***** READING TEXT *****

Ki Savo - Declarations and Taxes
By Rabbi Aron Tendler
According to the accounting of the Chinuch, this week's Parsha begins with
Mitzvos #606 and #607. Mitzvah #606 is the declaration that the farmer makes
when offering his basket of Bikurim - new fruits to the Kohain in the Bais
Hamikdash. Mitzvah #607 is the declaration that the farmer makes twice every
seven years(Shemitah), preferably in the Bais Hamikdash, on the last day of
Pesach of the fourth year and on the seventh year of the Shemitah cycle.
It is interesting that G-d would demand a verbal declaration in conjunction
with the acts of bringing the Bikurim and the giving of the Maaser - tithes;
and even more interesting is the content of the two declarations.
The Bikurim declaration briefly summarizes the history of our nation from
Avraham until the people took possession of Eretz Yisroel. Following the text
of the declaration the Torah states, (26:11) "And then you shall rejoice in
all the good that G-d has given to you."
The Maaser declaration proclaims before G-d that the farmer had completely
adhered to the laws of Maaser and concludes with the farmer's request for
continued divine blessing.
Why does G-d associate these declarations with these specific Mitzvos? Why
does the Bikurim declaration review Jewish history and conclude with the
directive, "rejoice in all the good?" Why does the Maaser declaration
demand a fiscal accounting from the farmer and concludes with his request for
continued divine blessing?

*****

WHAT IS REQUIRED:
Using the commentary on Ki Savo, answer:
(a) What number does the Chinuch give the declaration made when offering the basket of Bikurim?
(b) What does the Torah verse quoted right after the Bikurim declaration say to do?
(c) With what does the Maaser declaration conclude?

***** RAW RECORDS *****

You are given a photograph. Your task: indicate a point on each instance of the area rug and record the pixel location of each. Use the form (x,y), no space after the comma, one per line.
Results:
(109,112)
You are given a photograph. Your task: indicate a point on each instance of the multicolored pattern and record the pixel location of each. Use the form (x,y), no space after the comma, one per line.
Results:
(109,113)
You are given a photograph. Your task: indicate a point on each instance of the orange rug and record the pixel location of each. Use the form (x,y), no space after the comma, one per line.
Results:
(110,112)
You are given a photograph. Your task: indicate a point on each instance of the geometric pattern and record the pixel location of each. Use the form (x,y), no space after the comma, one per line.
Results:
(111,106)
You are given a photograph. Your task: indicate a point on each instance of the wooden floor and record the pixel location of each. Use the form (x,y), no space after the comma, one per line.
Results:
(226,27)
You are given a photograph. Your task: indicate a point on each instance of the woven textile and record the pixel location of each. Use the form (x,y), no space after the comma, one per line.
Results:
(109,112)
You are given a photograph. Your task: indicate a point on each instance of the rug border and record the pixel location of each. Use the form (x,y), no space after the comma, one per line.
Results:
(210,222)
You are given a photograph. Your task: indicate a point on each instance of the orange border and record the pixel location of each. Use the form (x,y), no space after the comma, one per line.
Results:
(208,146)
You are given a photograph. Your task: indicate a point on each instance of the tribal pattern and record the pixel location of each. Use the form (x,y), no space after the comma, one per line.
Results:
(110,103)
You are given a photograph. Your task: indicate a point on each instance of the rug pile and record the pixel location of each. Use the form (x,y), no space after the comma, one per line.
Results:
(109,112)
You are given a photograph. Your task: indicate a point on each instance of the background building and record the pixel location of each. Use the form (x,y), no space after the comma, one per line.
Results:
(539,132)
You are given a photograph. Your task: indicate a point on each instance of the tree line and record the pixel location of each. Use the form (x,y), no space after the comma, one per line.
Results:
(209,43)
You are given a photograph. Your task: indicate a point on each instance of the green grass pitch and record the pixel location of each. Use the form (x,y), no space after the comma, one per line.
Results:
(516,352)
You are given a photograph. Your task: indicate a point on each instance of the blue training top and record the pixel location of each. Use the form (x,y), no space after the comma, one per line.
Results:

*****

ANSWER TO THIS TASK:
(a) Mitzvah #606.
(b) Rejoice in all the good that G-d has given to you.
(c) The farmer's request for continued divine blessing.